▶ _Working data_:
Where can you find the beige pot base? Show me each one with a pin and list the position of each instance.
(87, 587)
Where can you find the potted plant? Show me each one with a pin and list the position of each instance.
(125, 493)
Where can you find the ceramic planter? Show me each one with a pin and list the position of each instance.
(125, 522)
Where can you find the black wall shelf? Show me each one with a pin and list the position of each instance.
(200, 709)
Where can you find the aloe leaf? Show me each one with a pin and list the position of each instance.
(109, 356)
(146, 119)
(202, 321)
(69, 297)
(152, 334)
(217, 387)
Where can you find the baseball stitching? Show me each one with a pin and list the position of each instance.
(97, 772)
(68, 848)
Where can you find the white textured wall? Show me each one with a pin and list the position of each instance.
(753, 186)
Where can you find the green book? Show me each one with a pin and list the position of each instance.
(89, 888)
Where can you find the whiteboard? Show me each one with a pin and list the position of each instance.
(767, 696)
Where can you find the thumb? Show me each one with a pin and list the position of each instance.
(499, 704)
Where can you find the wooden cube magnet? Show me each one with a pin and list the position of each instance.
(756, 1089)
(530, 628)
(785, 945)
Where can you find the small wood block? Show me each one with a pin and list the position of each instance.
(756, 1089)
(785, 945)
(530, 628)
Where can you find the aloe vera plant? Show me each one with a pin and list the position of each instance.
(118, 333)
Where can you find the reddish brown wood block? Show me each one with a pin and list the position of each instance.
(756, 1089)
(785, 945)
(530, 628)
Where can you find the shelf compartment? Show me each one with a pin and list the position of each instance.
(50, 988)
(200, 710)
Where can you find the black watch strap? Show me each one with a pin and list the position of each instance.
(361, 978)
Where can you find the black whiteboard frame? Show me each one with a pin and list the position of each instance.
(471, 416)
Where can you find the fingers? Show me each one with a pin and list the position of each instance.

▶ _Short exercise_:
Reproduce the items from the line containing "Where can you find the black watch" through the last line of the items, substituting "marker" for "pin" throughout and leaving everything else unchanged.

▶ _Completed task_:
Where can you find the black watch strap? Show me each one with a marker and list the position of each instance.
(361, 978)
Where can you find the black whiteboard frame? Show me each one with a marker and list the position of each instance.
(471, 416)
Where can you find the fingers? Show me each one with a marker and list the position of each instance.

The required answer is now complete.